Given passage:
*** Begin section ***
France has already recorded the first coronavirus death outside Asia after an 80-year-old Chinese tourist died in Paris.

Nearly all of Italy's 133 cases are clustered in the north, at least 25 of them in Veneto.

Neigbouring Lombardy, with 90 cases, so far the hardest-hit region. There schools and universities have been ordered to stay closed and sporting events have been cancelled. Lombardy's ban on public events also extended to Masses in churches in the predominantly Roman Catholic nation.

Authorities expressed frustration they haven't been able to track down the source – or Patient Zero – of the spread of the virus in the north. The outbreak surfaced last week when an Italian man in Codogno in his late 30s became critically ill.

At first, it was presumed that the man was infected by an Italian friend who recently returned from Shanghai. When the friend tested negative for the virus, attention turned to several Chinese who live in town and who frequent the same cafe as the stricken man. But Lombardy's Governor Attilio Fontana told reporters all of those Chinese tested negative, too.

The same restrictions on public gatherings have not been applied in the south of the country where thousands turned out in the port city of Bari on Sunday to see Pope Francis.
*** End section ***
Problems and tasks:
[a] Based on the coronavirus report, answer each question on its own line:
(i) How many cases has Lombardy recorded?
(ii) In which city did the 80-year-old Chinese tourist die?
(iii) Where did thousands gather on Sunday to see Pope Francis?
[b] Could you write out the coronavirus report from "Neigbouring Lombardy, with" up to and including "tested negative, too.", word for word?
[c] Can you carry the coronavirus report on past its last sentence?
None of the records have anything to do with the coronavirus report.

Dataset extract:
*** Begin section ***
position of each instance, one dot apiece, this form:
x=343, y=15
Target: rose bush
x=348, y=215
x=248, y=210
*** End section ***
Answers for each item:
[a]
(i) 90
(ii) Paris
(iii) The port city of Bari

[b]
Neigbouring Lombardy, with 90 cases, so far the hardest-hit region. There schools and universities have been ordered to stay closed and sporting events have been cancelled. Lombardy's ban on public events also extended to Masses in churches in the predominantly Roman Catholic nation.

Authorities expressed frustration they haven't been able to track down the source – or Patient Zero – of the spread of the virus in the north. The outbreak surfaced last week when an Italian man in Codogno in his late 30s became critically ill.

At first, it was presumed that the man was infected by an Italian friend who recently returned from Shanghai. When the friend tested negative for the virus, attention turned to several Chinese who live in town and who frequent the same cafe as the stricken man. But Lombardy's Governor Attilio Fontana told reporters all of those Chinese tested negative, too.

[c]
In Turin, the main city of the northern Piedmont region, three cases have been diagnosed, and a family of three were being tested for possible contagion, authorities said. That region also announced closure of all schools and universities.

People were urged to stay indoors in Lombardy and Veneto, but while a lock-down of many small towns had been announced on Saturday, police at the entrance to Codogno, one of the hardest-hit towns, weren't stopping cars entering or leaving .

Italy's first cases – that of a married Chinese couple who were on vacation in Rome – surfaced in early February.

To date, two deaths – of elderly people in the north – have been reported among the 133 cases.

Bishops in several dioceses in northern Italy issued directives that holy water fonts be kept empty, that communion wafers be placed in the hands of the faithful and not directly into their mouths by priests celebrating Mass and that congregants refrain from shaking hands or exchanging kisses during the symbolic Sign of the Peace ritual.